Enumera as camadas linguísticas que um bom processador de língua natural deve percorrer, além de trazer aspectos de divisão no campo da linguísticas e notas de implementação[i]
Introdução
Pardo traz questões iniciais sobre a nossa
relação com a linguagem, com o mundo pela linguagem e mesmo se a nossa cognição
sofisticada depende da linguagem. A linguagem seria algo genético? É uma
manifestação do inconsciente (Lacan)? Pensamos em alguma língua, por exemplo,
em português? Harari[ii],
conforme mostra Pardo, destaca o papel da linguagem em nossa evolução e cunha a
Revolução Cognitiva em um período entre 70 a 30 mil anos atrás, tendo como
teoria mais aceita mutações genéticas acidentais. Já Daniel Everett[iii], que morou no Brasil,
traz o pensamento de Chomsky da linguagem inata, a gramática universal,
codificada geneticamente. Se é assim, já nasceríamos com a gramática. Mas Everett
rechaça essa ideia, por falta de provas de tal hereditariedade ou gene da
linguagem (FOXP 2), existente em outros animais. É aí que entra o dilema da IA,
a dificuldade de nós explicarmos nosso cérebro. E a dificuldade
de um cérebro artificial[iv]. Isso mostra como essas
questões linguísticas influenciam a tecnologia da linguagem.
Níveis de processamento da língua
Para observar os níveis linguísticos
podemos nos utilizar da ferramenta do LX-Center[v]. Há o silabificador
que quebra sílabas das palavras, segmentando-as; o POS-tag (etiquetador de partes do
discurso) anota as classes gramáticas[vi] das sentenças; parser (analisador) de
dependência, é um analisador sintático, além das classes gramaticais:
sujeito, predicado, etc.; parser
de constituintes, que monta a estrutura sintática em forma de árvore,
grupos nominais, grupos verbais; reconhecimento de entidades: pessoa, organização, localidade,
etc., precisa de contexto e análise semântica[vii]; entre outros. É uma boa
ferramenta, mas podemos ver que ainda comete erros. Mas, afinal, pergunta
Pardo: de que uma máquina precisa para entender a nossa fala e interagir
adequadamente?
Há vários níveis de conhecimento que se
dividem em uma cadeia de complexidade e abstração. Abaixo a categorização dos
conhecimentos, mostrando o eixo do texto falado separadamente[viii], embora os níveis
estejam todos conectados.
Fonética e Fonologia.

————————

Transcreva literalmente o trecho do texto acima sobre processamento de língua natural que começa nas palavras contendo "Níveis de processamento" e termina em "adequadamente?".

(Dados de expressões referenciais baseados em fotos)
————————

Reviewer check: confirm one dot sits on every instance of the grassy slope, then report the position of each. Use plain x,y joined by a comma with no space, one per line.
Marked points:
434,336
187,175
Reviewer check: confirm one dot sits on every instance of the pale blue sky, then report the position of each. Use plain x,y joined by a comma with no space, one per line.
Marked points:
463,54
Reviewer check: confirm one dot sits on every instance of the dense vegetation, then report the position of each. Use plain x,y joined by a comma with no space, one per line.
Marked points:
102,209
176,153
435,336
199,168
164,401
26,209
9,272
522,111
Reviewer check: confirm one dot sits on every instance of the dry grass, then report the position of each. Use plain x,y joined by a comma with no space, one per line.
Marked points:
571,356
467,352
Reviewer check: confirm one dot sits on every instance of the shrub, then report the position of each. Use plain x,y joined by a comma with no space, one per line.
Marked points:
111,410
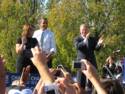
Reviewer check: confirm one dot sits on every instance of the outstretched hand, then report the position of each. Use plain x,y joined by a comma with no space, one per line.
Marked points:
38,56
25,75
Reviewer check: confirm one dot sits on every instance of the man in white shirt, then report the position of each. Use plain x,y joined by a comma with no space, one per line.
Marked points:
46,40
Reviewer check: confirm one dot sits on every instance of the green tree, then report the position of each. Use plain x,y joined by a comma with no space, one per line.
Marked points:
12,16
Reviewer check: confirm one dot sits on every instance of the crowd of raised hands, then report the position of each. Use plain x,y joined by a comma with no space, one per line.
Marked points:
61,85
64,84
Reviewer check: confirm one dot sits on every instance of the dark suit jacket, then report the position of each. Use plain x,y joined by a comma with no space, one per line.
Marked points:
86,51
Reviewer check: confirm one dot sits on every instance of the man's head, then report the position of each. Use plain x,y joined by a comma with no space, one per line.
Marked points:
84,29
43,22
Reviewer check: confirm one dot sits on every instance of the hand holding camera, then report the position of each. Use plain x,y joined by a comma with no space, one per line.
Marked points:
79,64
51,89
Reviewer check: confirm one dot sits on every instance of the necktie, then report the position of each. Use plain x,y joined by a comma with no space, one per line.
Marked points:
42,38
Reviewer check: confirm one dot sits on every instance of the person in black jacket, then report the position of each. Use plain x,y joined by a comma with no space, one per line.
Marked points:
85,46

————————

**RESPOSTA DA TAREFA**
Níveis de processamento da língua
Para observar os níveis linguísticos
podemos nos utilizar da ferramenta do LX-Center[v]. Há o silabificador
que quebra sílabas das palavras, segmentando-as; o POS-tag (etiquetador de partes do
discurso) anota as classes gramáticas[vi] das sentenças; parser (analisador) de
dependência, é um analisador sintático, além das classes gramaticais:
sujeito, predicado, etc.; parser
de constituintes, que monta a estrutura sintática em forma de árvore,
grupos nominais, grupos verbais; reconhecimento de entidades: pessoa, organização, localidade,
etc., precisa de contexto e análise semântica[vii]; entre outros. É uma boa
ferramenta, mas podemos ver que ainda comete erros. Mas, afinal, pergunta
Pardo: de que uma máquina precisa para entender a nossa fala e interagir
adequadamente?